> Exercise description: Please copy the rows below, substituting "object locator" for every instance of "visual grounding module" and leaving everything else as it is.

> Extracted information:

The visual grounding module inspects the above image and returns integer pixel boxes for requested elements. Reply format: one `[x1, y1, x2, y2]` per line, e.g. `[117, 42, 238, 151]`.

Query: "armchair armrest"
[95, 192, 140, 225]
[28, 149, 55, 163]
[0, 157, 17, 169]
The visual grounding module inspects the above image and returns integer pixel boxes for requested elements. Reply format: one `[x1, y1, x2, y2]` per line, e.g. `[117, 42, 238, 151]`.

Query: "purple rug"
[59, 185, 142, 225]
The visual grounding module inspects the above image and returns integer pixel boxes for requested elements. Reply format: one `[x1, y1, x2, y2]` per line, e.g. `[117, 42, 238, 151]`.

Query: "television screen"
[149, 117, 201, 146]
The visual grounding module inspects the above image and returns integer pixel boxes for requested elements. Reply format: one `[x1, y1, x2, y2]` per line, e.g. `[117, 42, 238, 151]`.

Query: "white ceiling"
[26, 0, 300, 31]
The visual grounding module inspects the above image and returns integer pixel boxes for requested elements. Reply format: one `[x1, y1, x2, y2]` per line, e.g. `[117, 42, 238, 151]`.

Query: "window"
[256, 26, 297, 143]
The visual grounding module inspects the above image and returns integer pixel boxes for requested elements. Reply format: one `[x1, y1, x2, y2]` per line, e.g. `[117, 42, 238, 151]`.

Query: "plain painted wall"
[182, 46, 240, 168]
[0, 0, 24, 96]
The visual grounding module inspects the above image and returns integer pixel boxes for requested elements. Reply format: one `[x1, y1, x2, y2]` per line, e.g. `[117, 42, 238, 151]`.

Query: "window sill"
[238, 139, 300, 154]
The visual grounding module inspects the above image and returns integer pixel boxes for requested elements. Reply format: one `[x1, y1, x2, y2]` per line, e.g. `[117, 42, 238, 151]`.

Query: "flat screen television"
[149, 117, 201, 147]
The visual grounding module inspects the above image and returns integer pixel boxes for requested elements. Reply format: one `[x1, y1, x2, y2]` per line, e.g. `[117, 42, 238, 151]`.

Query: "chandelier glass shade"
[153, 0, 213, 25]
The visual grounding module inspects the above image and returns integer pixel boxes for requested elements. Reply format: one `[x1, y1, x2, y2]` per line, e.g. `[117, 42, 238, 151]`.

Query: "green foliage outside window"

> The output:
The object locator inspects the above image and returns integer pixel boxes for requested elements. Reply format: one `[x1, y1, x2, y2]` per line, e.g. `[117, 42, 238, 151]`.

Query: "armchair armrest"
[95, 192, 140, 225]
[28, 149, 55, 163]
[0, 157, 17, 169]
The object locator inspects the above image and returns integer pixel boxes for requested elements. Reply format: one `[x1, y1, x2, y2]` per line, e.g. `[117, 42, 238, 151]`.

Query: "purple rug"
[59, 185, 142, 225]
The object locator inspects the above image and returns integer pixel boxes for requested elements. Reply format: one `[x1, y1, x2, y2]` per line, e.g. `[117, 42, 238, 151]`.

Query: "television screen"
[149, 117, 201, 146]
The object locator inspects the above image and returns integer pixel boxes for requested elements. Reply format: one `[x1, y1, x2, y2]` per line, e.g. `[117, 42, 238, 151]`.

Query: "white ceiling"
[26, 0, 300, 31]
The object locator inspects the above image and returns integer pixel boxes for requested elements. Reply format: one `[x1, y1, x2, y2]` per line, e.g. `[117, 42, 238, 151]`.

Query: "window"
[256, 26, 297, 143]
The object locator inspects the above image and returns integer pixel boxes for requested elements. Reply format: one `[x1, y1, x2, y2]` per line, e.g. `[117, 42, 238, 151]`.

Query: "plain painted wall"
[182, 46, 240, 168]
[0, 0, 24, 96]
The object locator inspects the above image and returns integer pixel boxes for requested elements. Reply format: one `[x1, y1, x2, y2]` per line, e.g. `[117, 42, 238, 151]`.

Query: "window sill"
[238, 139, 300, 154]
The object locator inspects the above image and returns integer pixel boxes for requested elements. Reply format: one `[x1, y1, x2, y2]` per line, e.g. `[117, 42, 238, 151]`.

Query: "flat screen television"
[149, 117, 201, 147]
The object locator inspects the above image and returns integer pixel boxes for requested elements. Reply format: one `[x1, y1, x2, y2]` per line, e.g. `[117, 42, 238, 151]`.

Query: "chandelier glass shade"
[153, 0, 213, 25]
The object locator inspects the above image and returns integer pixel boxes for requested elements. Reply format: one `[x1, y1, x2, y2]` per line, e.g. `[117, 42, 238, 151]`.

Query: "green foliage outside window"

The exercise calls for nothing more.